SOURCE TEXT:
The base video is inserted into the scene in the first VisualTrack using an ImageProvider of the video type. This is pretty straight forward. We add a VisualTrack to the Scene's tracks, set the type of its content to video and point the source to our base video file.

A base frame, without any additional layers

User Image

def add_face_mapping_track(tracks):
    t = tracks.add()
    content = t.content
    content.type = proto.ImageProvider.http
    content.source.path = "http://$variable"
    content.source.variable.type = proto.StringVariable.map
    content.source.variable.key = "userface"
    content.source.variable.defaultvalue = "iv.impossiblesoftware.com/iv/apps/media/data/Demos/7119dc30-f1a9-4f4f-9033-121602dd4736/userdata/euro-normgesicht-male-breit.jpg"

    add_face_morph_transformation(t.transformations)
    add_face_uvmap_transformation(t.transformations)
    add_face_mask_transformation(t.transformations)

{
    "content": {
        "type": "http",
        "source": {
            "type": "var",
            "path": "http://$variable",
            "variable": {
                "type": "map",
                "defaultvalue": "iv.impossiblesoftware.com/iv/apps/media/data/Demos/7119dc30-f1a9-4f4f-9033-121602dd4736/userdata/euro-normgesicht-male-breit.jpg",
                "key": "userface"
            }
        }
    },

    "transformations": [ ... ]
}

FXProto.VisualTrack.Builder newFaceTrack() {
    return FXProto.VisualTrack.newBuilder()
        .setContent(FXProto.ImageProvider.newBuilder()
            .setType(FXProto.ImageProvider.Type.http)

RECORD LIST:
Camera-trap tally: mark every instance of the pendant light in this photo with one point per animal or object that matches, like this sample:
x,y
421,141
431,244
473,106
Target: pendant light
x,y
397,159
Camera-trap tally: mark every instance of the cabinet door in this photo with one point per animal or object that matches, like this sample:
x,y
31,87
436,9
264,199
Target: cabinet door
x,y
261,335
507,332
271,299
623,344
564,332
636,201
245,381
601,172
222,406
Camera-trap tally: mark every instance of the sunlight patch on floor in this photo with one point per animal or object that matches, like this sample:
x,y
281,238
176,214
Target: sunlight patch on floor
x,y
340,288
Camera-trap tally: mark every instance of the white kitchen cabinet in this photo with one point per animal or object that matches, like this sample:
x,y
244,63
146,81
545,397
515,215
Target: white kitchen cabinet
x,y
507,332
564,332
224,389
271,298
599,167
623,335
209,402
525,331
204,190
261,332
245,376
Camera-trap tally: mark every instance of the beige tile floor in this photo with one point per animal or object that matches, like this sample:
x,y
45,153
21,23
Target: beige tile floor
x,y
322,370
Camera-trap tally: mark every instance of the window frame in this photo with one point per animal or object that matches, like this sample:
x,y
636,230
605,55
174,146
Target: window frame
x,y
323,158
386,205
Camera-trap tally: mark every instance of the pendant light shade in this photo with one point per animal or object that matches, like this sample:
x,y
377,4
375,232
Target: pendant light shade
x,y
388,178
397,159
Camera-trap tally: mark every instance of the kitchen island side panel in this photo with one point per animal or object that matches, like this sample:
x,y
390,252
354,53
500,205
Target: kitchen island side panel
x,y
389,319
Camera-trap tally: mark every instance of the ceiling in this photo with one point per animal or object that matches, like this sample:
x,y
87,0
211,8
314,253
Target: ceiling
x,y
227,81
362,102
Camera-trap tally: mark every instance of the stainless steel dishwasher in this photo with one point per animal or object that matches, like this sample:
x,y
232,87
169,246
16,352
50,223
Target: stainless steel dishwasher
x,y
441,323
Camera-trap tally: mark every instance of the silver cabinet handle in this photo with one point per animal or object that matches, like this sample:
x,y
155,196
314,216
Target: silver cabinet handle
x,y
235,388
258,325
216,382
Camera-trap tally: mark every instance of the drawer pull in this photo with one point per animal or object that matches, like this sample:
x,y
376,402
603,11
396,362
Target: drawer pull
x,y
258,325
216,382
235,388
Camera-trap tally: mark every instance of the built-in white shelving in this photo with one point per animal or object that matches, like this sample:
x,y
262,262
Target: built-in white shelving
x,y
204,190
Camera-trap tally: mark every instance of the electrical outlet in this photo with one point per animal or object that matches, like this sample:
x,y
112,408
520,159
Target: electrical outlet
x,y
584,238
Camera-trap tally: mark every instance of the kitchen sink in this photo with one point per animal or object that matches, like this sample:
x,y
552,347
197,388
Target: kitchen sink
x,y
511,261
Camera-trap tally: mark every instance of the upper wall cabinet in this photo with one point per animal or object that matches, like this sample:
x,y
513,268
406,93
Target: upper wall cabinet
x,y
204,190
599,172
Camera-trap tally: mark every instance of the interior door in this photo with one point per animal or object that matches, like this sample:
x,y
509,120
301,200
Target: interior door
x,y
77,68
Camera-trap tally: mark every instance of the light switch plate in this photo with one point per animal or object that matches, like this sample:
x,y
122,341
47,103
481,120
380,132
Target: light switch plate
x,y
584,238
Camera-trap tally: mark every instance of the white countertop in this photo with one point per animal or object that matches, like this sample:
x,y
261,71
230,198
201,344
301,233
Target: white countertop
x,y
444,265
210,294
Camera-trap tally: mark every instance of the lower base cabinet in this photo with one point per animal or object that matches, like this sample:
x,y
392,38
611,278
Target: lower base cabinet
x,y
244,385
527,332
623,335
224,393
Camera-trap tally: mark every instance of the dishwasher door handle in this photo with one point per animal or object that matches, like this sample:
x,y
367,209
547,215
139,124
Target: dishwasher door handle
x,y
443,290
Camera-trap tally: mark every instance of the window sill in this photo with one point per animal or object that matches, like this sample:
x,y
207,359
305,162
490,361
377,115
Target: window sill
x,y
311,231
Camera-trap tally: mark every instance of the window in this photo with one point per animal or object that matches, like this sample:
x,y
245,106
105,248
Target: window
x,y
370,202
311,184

AIM 1: How would you put this sentence from the video face-mapping text into Spanish: "We add a VisualTrack to the Scene's tracks, set the type of its content to video and point the source to our base video file."
AIM 2: Could you proceed with the video face-mapping text from the point where it stops?
The material stands apart from the video face-mapping text.

WRITTEN REPLY 1: Añadimos un VisualTrack a las pistas de la Scene, configuramos el tipo de su contenido como video y dirigimos la fuente a nuestro archivo de video base.

WRITTEN REPLY 2:
            .setSource(FXProto.FileLocation.newBuilder()
                .setPath("http://$variable")
                .setVariable(FXProto.StringVariable.newBuilder()
                    .setType(FXProto.StringVariable.Type.map)
                    .setKey("userface"))))
        .addAllTransformations(Arrays.asList(
            newMorphTransformation(),
            newUVMapTransformation(),
            newMaskTransformation()));
}

function add_face_mapping_track(tracks) {
    var track = new sdl.VisualTrack({
      content: {
        type: "http",
        source: {
          path: "http://$variable",
          variable: {
            type: "map",
            key: "userface",
            defaultvalue: "http://farm1.static.flickr.com/60/191463580_94b6b4a14c.jpg"
          }
        }
      }
    });

    tracks.push(track);

    add_face_morph_transformation(track.transformations);
    add_face_uvmap_transformation(track.transformations);
    add_face_mask_transformation(track.transformations);
}

The user image layer is the meat of this Dynamic Movie where the facemapping happens. As for the base layer we add a VisualTrack, but with content of type http. The source of this ImageProvider makes use of a Variable with key "userface", so that a different user image can be fetched for every video rendered. We also add three Transformations, for Morphing, UV Mapping and Masking the image.

The user image will be fetched over HTTP from a source we provide. This could be a frontend webserver, where the user uploaded the image as part of the configuration process to determine the dynamic content for the video. Or the user images could be taken from Facebook, Instagram or some other social network site (e.g. via OAuth).

It is important to know in what size and more importantly aspect ratio the user images will be provided from the HTTP source. If the aspect ratio does not match the one, that is expected in further Transformation steps the image could be stretched and distorted and the result will not look good. If we can't garantuee a certain aspect ratio from whatever service we get the user image from, we can use a scalingaspect/scalingcrop Transformation on the user image before further processing.

For this tutorial we assume a garantueed aspect ratio of 4:5.

Face Morphing

def point(x,y):
    p = proto.Point()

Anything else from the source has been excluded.